Maintaining Accurate Investor Records
Maintain a register of members recording each investor’s name, address, number of shares and date of allotment. This register must be kept at your registered office or an authorised location. Keep scanned copies of subscription agreements, board minutes and payment evidence. Inaccurate records can trigger HMRC queries and jeopardise relief. Automating record keeping through Undo Capital helps ensure consistency.
Step 4 – Submit SEIS1/EIS1 to HMRC
To unlock tax relief, you must file a compliance statement after the shares are issued. The SEIS1/EIS1 form confirms that the shares were issued under qualifying conditions and that funds are being used for a qualifying trade. Until HMRC approves this form and sends SEIS3/EIS3 certificates, investors cannot claim relief.
What Is SEIS1/EIS1?
The SEIS1/EIS1 is a formal return to HMRC. It details the number of shares issued, the amount raised, the date of issue and how the funds will be used. OnTheGo Accountants describes it as the formal return filed after issuing shares that confirms shares were issued in line with scheme rules and that the money raised is being used for qualifying activities. Without an approved compliance statement, you cannot issue SEIS3/EIS3 certificates.
When Can You Submit (Use of Funds Criteria)?
You cannot submit a compliance statement immediately after closing the round. HMRC requires proof that your business is trading. Under SEIS, you must have either traded for at least four months or spent at least 70% of the SEIS funds on qualifying activities before filing. Under EIS, the company must have carried out qualifying business activity for at least four months; there is no spending threshold. The compliance statement must then be filed within two years of the later of: the end of the tax year in which shares were issued, or the four‑month trading/activity milestone. Missing this deadline permanently loses relief.
Gathering Required Evidence
When you submit SEIS1/EIS1, HMRC expects consistency across your filings. Prepare:
- Company details: Unique Taxpayer Reference (UTR), Companies House number, registered address.
- Share issue details: Dates, number of shares, share classes and price paid. These must match your SH01 filings.
- Use of funds: Bank statements showing receipt of funds and evidence of spending on qualifying activities such as salaries, research or marketing. Avoid non‑qualifying uses such as repaying debt or acquiring other businesses.
- Business activities: A description of your trade, demonstrating why it qualifies and avoiding excluded activities like financial services or property development.
- Eligibility confirmation: Prove your company still meets SEIS/EIS conditions for age, employee count and gross assets.
- Supporting documents: Articles of Association, board minutes, subscription agreements and an updated cap table.
- Investor details: A list of investors, investment amounts and number of shares issued.
Typical HMRC Response Timeline
Once submitted, HMRC processes compliance statements within roughly 15–45 working days, though processing times vary depending on workload. As part of the SEIS/EIS timeline after approval, HMRC returns a letter (sometimes called SEIS2/EIS2) with a unique investment reference and a supply of SEIS3/EIS3 certificates for distribution. If your submission is incomplete or inconsistent, HMRC may ask for clarification. Respond quickly to avoid delays.
Step 5 – Receive SEIS3/EIS3 Certificates (for Investors)
Once HMRC approves your compliance statement, you will receive physical or digital SEIS3/EIS3 certificates with unique reference numbers. Each certificate corresponds to a single investor and lists the amount invested and the date of share issue.
What Investors Do with SEIS3/EIS3?
—————
## Written request 1
Pull out every line of the records that contains the word "white".
The records are unrelated to the SEIS/EIS passage.
—————
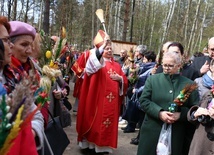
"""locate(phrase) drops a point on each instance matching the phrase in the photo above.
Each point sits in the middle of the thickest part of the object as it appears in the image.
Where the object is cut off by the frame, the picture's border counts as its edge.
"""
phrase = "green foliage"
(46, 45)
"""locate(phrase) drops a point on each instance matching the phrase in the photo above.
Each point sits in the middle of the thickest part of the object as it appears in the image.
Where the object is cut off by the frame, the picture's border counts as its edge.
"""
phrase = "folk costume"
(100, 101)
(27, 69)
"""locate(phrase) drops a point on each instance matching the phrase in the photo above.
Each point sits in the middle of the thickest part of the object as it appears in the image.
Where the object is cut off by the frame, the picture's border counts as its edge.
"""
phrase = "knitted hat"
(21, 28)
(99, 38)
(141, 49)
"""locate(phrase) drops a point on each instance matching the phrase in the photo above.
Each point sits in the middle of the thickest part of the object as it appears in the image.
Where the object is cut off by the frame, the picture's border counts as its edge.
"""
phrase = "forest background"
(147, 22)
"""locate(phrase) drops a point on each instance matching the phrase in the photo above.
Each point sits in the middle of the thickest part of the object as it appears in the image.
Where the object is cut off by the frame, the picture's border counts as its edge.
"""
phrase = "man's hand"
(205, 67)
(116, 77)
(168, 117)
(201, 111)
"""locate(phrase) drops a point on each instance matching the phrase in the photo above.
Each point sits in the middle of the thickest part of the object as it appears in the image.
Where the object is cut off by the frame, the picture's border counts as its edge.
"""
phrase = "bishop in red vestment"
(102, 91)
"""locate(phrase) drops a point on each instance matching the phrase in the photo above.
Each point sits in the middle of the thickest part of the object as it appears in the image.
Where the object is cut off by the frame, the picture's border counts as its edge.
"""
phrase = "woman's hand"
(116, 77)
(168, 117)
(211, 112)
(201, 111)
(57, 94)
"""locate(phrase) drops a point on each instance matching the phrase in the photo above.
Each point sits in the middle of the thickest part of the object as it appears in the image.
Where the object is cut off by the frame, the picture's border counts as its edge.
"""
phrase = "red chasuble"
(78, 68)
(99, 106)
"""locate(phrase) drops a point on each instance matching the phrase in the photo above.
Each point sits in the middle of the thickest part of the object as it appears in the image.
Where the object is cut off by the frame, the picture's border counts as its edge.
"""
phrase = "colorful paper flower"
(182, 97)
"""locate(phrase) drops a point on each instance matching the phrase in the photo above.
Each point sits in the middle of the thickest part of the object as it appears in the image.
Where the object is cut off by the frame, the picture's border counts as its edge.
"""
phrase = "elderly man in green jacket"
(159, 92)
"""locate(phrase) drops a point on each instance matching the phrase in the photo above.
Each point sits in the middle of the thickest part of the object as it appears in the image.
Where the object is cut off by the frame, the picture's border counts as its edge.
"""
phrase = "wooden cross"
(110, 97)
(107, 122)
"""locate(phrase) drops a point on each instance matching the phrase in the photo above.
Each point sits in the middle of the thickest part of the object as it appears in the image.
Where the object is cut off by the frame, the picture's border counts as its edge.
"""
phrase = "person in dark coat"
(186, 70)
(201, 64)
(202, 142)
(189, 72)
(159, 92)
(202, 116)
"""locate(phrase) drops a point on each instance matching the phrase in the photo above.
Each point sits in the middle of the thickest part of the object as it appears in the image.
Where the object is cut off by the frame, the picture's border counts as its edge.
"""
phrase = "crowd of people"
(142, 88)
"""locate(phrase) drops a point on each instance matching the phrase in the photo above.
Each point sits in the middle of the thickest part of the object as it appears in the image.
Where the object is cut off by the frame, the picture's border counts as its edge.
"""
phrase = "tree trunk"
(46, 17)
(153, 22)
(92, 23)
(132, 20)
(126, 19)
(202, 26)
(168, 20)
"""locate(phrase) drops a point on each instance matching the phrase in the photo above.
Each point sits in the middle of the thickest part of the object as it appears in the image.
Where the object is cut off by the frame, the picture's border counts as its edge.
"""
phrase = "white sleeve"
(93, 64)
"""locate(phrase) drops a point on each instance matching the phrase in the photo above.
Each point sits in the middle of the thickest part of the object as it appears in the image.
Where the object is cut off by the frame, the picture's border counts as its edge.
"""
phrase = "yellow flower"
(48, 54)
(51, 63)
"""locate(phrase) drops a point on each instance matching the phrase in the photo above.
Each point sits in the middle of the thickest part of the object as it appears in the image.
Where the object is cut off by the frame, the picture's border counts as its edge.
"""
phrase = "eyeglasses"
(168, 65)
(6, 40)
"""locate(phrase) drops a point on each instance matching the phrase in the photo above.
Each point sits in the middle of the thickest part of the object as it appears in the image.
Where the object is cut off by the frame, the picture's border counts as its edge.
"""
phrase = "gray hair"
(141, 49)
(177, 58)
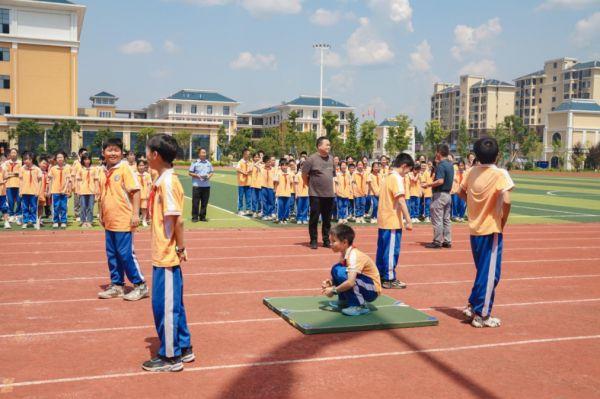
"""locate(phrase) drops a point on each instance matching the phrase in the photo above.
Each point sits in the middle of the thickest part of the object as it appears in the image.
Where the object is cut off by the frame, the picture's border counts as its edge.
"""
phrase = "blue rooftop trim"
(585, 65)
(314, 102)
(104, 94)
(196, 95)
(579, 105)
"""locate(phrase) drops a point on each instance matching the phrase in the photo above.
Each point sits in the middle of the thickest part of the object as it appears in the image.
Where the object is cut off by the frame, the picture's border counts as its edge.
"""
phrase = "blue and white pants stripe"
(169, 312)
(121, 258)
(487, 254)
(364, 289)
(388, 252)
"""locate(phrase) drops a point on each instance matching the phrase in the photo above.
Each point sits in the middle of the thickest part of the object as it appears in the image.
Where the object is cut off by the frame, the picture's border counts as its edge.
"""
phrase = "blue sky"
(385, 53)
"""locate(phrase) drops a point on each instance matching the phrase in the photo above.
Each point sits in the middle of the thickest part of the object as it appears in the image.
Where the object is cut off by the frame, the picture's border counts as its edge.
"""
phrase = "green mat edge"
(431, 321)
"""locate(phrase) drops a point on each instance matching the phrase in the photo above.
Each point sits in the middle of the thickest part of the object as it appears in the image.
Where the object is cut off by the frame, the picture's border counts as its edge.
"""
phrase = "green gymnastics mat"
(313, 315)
—————
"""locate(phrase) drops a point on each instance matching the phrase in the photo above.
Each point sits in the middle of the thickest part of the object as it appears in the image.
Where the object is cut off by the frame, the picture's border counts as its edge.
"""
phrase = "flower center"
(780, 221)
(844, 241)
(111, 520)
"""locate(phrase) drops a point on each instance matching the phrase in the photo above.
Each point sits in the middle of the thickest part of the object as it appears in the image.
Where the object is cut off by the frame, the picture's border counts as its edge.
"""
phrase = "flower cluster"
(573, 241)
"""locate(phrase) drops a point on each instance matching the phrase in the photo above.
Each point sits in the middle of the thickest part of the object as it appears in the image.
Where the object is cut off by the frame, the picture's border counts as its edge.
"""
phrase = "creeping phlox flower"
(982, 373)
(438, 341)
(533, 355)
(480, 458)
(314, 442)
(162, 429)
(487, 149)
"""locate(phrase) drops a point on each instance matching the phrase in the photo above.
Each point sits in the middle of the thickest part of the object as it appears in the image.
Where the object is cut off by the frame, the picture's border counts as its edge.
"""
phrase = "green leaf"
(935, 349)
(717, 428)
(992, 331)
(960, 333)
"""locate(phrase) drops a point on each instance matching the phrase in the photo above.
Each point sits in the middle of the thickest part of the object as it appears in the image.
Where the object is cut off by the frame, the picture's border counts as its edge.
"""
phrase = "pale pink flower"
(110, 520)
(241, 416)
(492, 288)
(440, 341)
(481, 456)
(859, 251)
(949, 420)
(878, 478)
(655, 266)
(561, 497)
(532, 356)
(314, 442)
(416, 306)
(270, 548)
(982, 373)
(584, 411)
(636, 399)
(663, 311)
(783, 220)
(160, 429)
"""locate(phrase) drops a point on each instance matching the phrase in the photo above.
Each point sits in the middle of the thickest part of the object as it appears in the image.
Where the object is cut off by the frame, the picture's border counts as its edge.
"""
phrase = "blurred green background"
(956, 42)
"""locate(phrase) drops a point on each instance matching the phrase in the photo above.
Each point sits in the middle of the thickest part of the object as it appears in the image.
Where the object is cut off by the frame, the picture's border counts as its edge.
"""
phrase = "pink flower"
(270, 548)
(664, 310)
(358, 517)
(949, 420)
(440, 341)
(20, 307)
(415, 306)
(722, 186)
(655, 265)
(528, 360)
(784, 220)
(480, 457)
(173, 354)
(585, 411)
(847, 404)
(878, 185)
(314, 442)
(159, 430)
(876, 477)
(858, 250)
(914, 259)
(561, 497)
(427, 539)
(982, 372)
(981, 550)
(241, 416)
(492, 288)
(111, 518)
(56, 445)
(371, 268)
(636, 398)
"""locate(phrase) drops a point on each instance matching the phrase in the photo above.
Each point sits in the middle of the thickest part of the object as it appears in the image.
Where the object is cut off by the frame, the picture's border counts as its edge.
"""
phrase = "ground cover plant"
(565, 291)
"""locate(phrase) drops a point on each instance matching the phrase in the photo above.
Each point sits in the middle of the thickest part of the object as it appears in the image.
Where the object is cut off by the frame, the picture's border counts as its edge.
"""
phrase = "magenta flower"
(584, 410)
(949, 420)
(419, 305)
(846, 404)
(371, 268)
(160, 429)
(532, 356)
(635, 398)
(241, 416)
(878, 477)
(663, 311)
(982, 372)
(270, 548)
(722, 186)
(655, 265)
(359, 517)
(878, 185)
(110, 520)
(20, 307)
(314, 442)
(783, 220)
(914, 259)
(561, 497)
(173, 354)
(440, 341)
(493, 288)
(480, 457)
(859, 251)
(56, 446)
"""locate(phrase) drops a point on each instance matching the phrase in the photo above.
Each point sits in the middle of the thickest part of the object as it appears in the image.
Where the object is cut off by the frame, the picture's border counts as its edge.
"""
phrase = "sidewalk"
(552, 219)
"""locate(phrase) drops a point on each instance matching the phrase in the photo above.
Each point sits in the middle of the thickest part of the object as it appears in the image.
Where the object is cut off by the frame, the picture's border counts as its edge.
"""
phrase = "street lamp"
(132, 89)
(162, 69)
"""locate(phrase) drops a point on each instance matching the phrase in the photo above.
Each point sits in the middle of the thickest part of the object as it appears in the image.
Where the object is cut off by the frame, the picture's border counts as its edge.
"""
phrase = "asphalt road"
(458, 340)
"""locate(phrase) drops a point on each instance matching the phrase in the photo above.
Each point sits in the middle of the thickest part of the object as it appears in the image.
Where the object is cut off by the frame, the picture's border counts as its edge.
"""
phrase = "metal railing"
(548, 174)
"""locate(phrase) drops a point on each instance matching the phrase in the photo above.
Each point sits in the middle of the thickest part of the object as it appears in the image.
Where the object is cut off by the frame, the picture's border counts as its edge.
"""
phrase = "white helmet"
—————
## Written request 2
Print the part of the SEIS/EIS passage starting with "You cannot submit" and going on through "number, registered address.".

## Exercise result 1
phrase = "white sleeve"
phrase = "blue and white pants stripe"
phrase = "white helmet"

## Exercise result 2
You cannot submit a compliance statement immediately after closing the round. HMRC requires proof that your business is trading. Under SEIS, you must have either traded for at least four months or spent at least 70% of the SEIS funds on qualifying activities before filing. Under EIS, the company must have carried out qualifying business activity for at least four months; there is no spending threshold. The compliance statement must then be filed within two years of the later of: the end of the tax year in which shares were issued, or the four‑month trading/activity milestone. Missing this deadline permanently loses relief.
Gathering Required Evidence
When you submit SEIS1/EIS1, HMRC expects consistency across your filings. Prepare:
- Company details: Unique Taxpayer Reference (UTR), Companies House number, registered address.